PROVIDED TEXT:
──────────

Enclosed is our assessment of VA’s compliance with the procedural steps required by section 801(a)(1)(B)(i) through (iv) of title 5 with respect to the rule.  Our review of the procedural steps taken indicates that VA complied with the applicable requirements.

If you have any questions about this report or wish to contact GAO officials responsible for the evaluation work relating to the subject matter of the rule, please contact Shirley A. Jones, Assistant General Counsel, at (202) 512-8156.

  signed

Robert J. Cramer
Managing Associate General Counsel

Enclosure

cc: Michael P. Shores
Chief Impact Analyst, Regulation Policy and Management
Office of the General Counsel
Department of Veterans Affairs


ENCLOSURE

REPORT UNDER 5 U.S.C. § 801(a)(2)(A) ON A MAJOR RULE
ISSUED BY THE
DEPARTMENT OF VETERANS AFFAIRS
ENTITLED
"COPAYMENTS FOR MEDICATIONS IN 2015"
(RIN: 2900-AP15)

(i) Cost-benefit analysis

The Department of Veterans Affairs (VA) analyzed the costs and benefits associated with this final rule.  VA determined that there would be a pharmacy copayment revenue loss to VA associated with this rulemaking but that, from a society-wide perspective, the revenue loss to VA is offset by gains in value to veterans.  VA determined that the total pharmacy copayment revenue loss associated with this rulemaking is estimated to be $127,593,678 over a 12-month period of April 1, 2015, to March 31, 2016.  These estimates are based on calendar years and the fact that there is a 90-day holding period for copayments that occurs from October to December 2015.  Alternatively, from a fiscal year analysis, VA estimated that the total pharmacy copayment revenue loss associated with this rule will be $65,130,580 for the last two quarters in fiscal year 2015 and $62,463,098 for the first two quarters only in fiscal year 2016.

──────────

[Data items]
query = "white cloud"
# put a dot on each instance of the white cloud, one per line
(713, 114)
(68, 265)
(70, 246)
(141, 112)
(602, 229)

──────────

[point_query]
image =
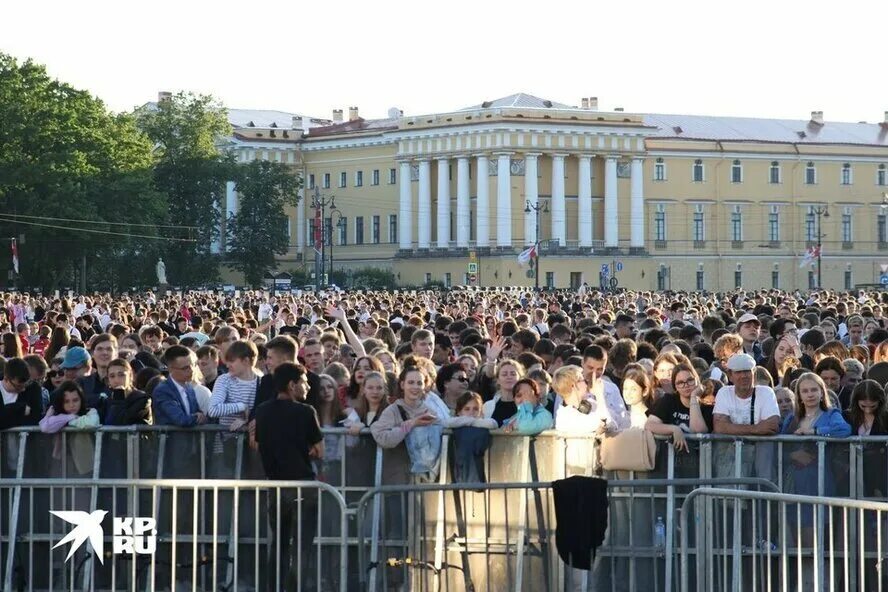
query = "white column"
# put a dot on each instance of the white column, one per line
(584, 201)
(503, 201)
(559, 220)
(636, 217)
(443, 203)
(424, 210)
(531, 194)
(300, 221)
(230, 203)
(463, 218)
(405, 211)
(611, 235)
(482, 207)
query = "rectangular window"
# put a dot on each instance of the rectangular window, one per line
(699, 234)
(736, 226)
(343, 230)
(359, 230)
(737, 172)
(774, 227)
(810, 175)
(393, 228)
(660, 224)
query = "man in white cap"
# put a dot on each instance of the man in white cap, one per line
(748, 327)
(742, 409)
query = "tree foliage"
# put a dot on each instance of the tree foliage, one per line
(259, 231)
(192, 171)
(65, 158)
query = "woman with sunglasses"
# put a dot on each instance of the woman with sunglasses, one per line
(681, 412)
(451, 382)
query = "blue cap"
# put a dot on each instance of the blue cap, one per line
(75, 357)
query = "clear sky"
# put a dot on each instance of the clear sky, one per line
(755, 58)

──────────

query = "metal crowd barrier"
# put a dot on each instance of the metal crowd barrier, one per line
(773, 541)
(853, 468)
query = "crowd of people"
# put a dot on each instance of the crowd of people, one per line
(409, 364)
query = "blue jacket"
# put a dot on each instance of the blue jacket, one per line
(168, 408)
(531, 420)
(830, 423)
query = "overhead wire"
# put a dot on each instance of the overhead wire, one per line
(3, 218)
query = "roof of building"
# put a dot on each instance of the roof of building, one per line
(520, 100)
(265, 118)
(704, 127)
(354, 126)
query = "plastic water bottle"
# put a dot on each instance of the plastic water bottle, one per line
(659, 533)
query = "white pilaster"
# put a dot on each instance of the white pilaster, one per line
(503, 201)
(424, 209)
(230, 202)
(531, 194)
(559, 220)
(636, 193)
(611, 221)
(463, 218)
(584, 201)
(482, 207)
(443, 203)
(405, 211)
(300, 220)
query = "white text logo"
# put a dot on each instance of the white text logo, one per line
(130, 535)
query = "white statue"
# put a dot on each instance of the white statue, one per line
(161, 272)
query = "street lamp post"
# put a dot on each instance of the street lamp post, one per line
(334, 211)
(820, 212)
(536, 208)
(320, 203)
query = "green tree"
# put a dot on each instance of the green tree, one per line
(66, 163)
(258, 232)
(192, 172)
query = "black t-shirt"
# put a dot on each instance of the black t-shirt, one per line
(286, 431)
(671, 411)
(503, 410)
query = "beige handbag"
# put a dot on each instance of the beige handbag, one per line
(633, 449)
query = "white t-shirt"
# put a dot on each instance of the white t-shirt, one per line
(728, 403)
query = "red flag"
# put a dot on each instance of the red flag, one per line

──────────

QUESTIONS ON THE MATERIAL:
[A] Retype the passage from the VA copayment report starting at "If you have" and ending at "at (202) 512-8156.".
[B] According to the VA copayment report, what total pharmacy copayment revenue loss did VA estimate for the 12-month period of April 1, 2015, to March 31, 2016?
The data items were drawn from a separate source.

RESPONSES TO THE EXERCISE:
[A]
If you have any questions about this report or wish to contact GAO officials responsible for the evaluation work relating to the subject matter of the rule, please contact Shirley A. Jones, Assistant General Counsel, at (202) 512-8156.

[B] $127,593,678